> **Set problem**: Return every line of the listing below word for word, leaving out the pictures.

[START]

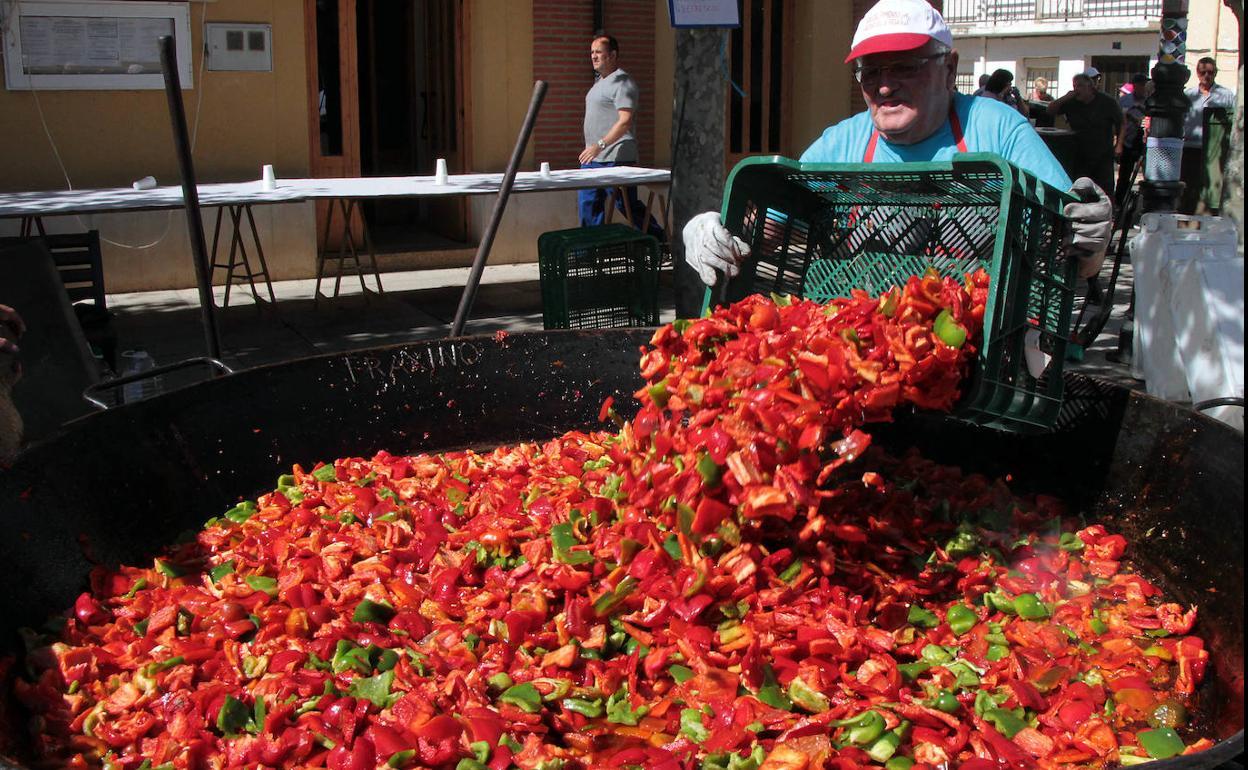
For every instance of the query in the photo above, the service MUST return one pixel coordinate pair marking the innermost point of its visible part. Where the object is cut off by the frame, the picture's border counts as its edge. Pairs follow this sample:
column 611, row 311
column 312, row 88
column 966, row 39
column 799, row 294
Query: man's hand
column 1091, row 225
column 709, row 247
column 11, row 327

[END]

> **Reply to the exercise**:
For every instance of the query in the photo above, the service MUST return one pixel coordinate pair marking the innermost point of its visible part. Where the object is cut off by the frame, the picture's border counts as its edge. Pairs follow this sample:
column 611, row 311
column 312, row 88
column 966, row 39
column 799, row 294
Query: man's hand
column 1091, row 225
column 709, row 247
column 11, row 327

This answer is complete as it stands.